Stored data
══════════

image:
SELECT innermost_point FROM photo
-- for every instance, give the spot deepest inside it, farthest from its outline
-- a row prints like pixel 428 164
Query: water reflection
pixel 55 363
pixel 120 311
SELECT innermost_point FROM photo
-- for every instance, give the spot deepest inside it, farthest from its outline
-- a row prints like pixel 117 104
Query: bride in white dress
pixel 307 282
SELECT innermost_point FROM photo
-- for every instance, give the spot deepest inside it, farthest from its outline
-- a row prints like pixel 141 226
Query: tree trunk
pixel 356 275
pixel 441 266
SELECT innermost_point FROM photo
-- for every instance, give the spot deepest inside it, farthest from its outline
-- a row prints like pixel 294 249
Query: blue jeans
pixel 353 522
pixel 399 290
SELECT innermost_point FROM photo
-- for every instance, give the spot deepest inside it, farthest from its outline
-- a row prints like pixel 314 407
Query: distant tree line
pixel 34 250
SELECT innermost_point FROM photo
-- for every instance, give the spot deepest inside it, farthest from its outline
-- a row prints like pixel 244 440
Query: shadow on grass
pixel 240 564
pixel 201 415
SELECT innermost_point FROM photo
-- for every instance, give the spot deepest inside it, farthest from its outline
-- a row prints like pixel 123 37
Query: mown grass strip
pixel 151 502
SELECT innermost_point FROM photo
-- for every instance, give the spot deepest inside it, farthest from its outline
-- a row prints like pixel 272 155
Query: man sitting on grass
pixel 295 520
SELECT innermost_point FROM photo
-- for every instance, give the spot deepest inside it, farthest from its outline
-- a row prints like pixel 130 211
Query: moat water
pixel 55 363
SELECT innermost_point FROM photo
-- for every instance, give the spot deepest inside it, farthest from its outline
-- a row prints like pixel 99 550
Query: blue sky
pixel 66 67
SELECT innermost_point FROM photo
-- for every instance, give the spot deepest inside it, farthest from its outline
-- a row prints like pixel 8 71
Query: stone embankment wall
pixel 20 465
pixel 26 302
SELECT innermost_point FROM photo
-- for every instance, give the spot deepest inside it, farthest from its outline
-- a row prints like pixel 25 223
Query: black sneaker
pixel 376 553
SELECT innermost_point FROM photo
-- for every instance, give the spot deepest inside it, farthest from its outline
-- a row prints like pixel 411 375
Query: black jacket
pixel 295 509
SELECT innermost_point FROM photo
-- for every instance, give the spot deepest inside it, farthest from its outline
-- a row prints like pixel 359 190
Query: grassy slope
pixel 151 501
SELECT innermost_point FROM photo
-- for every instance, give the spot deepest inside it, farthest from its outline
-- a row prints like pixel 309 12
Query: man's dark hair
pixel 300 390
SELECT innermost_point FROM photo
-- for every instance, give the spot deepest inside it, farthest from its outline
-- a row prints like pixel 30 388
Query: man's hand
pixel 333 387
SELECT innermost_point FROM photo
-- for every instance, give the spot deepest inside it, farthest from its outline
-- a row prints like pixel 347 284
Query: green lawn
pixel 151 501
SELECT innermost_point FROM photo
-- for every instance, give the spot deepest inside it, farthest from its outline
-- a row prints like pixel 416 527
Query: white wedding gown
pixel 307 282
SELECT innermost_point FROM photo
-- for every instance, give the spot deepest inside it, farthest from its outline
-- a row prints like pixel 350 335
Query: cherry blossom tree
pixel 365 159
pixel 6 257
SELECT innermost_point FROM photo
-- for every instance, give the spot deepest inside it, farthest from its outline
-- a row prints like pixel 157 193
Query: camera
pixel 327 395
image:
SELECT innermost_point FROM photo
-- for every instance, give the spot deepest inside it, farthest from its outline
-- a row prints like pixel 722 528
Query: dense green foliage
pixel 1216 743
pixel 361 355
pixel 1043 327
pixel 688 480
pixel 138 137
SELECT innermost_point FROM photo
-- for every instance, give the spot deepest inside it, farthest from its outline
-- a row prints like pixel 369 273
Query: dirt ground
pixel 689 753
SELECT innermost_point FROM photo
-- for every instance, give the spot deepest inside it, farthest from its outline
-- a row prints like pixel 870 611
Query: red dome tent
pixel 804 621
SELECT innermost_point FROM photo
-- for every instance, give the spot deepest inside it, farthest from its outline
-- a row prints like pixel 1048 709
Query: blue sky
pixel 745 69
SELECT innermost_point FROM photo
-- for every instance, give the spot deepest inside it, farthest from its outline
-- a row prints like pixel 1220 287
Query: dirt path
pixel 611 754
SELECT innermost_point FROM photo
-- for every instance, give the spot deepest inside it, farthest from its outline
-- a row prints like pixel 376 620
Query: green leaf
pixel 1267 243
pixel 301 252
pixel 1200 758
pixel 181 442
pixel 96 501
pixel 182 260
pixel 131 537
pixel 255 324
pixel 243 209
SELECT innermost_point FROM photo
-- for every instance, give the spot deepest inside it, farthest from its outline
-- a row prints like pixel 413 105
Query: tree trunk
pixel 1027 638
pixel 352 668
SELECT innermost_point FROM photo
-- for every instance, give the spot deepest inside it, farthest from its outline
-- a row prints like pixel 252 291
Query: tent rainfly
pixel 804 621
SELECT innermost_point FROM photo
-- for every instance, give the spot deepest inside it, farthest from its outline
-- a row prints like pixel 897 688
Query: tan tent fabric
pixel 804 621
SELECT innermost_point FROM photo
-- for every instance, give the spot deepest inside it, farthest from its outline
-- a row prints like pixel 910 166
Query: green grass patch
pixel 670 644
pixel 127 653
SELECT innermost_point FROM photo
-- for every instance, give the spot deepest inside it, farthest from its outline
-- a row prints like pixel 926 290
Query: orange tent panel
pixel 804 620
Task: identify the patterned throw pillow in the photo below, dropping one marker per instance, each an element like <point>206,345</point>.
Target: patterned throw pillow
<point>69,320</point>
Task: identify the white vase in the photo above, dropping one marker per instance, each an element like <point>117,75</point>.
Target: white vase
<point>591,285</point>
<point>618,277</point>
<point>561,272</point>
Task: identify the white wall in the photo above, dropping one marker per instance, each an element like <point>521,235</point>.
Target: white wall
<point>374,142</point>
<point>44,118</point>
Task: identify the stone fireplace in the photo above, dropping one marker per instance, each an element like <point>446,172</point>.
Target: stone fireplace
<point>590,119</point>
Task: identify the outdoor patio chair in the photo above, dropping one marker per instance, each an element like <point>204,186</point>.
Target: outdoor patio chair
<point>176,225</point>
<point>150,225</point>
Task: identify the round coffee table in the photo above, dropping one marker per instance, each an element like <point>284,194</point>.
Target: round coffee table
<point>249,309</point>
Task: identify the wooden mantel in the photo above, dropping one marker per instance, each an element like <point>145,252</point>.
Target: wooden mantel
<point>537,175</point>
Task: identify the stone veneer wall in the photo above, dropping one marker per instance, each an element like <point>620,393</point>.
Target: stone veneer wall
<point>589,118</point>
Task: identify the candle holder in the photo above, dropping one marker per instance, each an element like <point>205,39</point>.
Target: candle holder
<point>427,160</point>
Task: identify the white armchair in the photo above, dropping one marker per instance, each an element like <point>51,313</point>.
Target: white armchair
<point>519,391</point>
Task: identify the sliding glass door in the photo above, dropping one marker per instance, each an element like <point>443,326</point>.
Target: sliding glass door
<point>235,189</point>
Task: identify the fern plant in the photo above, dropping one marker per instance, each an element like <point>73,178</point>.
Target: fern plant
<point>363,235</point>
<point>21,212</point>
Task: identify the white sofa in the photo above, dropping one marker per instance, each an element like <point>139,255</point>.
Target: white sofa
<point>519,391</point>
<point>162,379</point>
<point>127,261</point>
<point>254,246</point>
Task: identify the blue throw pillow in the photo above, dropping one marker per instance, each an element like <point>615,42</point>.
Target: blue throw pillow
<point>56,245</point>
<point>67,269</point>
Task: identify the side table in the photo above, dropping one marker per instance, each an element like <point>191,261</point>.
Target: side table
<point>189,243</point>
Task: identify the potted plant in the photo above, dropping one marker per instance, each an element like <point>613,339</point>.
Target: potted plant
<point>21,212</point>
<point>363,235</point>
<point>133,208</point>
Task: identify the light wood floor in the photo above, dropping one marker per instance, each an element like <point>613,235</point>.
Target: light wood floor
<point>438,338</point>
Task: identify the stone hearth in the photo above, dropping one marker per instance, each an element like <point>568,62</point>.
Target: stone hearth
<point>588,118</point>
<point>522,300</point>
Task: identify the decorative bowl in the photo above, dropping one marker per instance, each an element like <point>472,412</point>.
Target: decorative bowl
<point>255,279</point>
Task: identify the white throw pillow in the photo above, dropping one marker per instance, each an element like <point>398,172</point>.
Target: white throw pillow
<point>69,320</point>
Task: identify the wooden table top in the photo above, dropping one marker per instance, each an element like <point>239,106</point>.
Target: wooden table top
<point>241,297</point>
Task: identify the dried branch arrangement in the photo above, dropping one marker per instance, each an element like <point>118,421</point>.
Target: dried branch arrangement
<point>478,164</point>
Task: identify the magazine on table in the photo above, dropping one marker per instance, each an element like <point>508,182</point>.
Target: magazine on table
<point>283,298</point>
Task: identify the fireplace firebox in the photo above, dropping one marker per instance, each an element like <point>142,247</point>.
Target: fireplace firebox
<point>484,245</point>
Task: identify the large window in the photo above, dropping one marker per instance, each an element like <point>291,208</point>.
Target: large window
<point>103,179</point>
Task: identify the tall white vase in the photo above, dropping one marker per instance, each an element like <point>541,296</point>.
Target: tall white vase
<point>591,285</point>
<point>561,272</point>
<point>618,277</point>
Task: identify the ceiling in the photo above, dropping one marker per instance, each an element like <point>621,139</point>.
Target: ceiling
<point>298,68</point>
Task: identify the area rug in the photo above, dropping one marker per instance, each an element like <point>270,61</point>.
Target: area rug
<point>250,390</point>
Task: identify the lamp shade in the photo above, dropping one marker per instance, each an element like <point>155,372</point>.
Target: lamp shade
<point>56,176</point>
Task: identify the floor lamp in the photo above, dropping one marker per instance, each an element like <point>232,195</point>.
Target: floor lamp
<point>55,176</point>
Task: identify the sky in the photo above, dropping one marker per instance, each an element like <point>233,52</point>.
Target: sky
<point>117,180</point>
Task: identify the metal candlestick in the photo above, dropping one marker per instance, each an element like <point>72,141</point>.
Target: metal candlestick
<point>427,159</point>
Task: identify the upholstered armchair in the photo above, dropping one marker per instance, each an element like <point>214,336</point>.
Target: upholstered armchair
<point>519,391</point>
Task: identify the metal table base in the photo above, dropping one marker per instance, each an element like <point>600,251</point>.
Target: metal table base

══════════

# ABOUT THIS EXERCISE
Going through the records above, count the lines that include the word "base". Give the number alone.

# ANSWER SECTION
2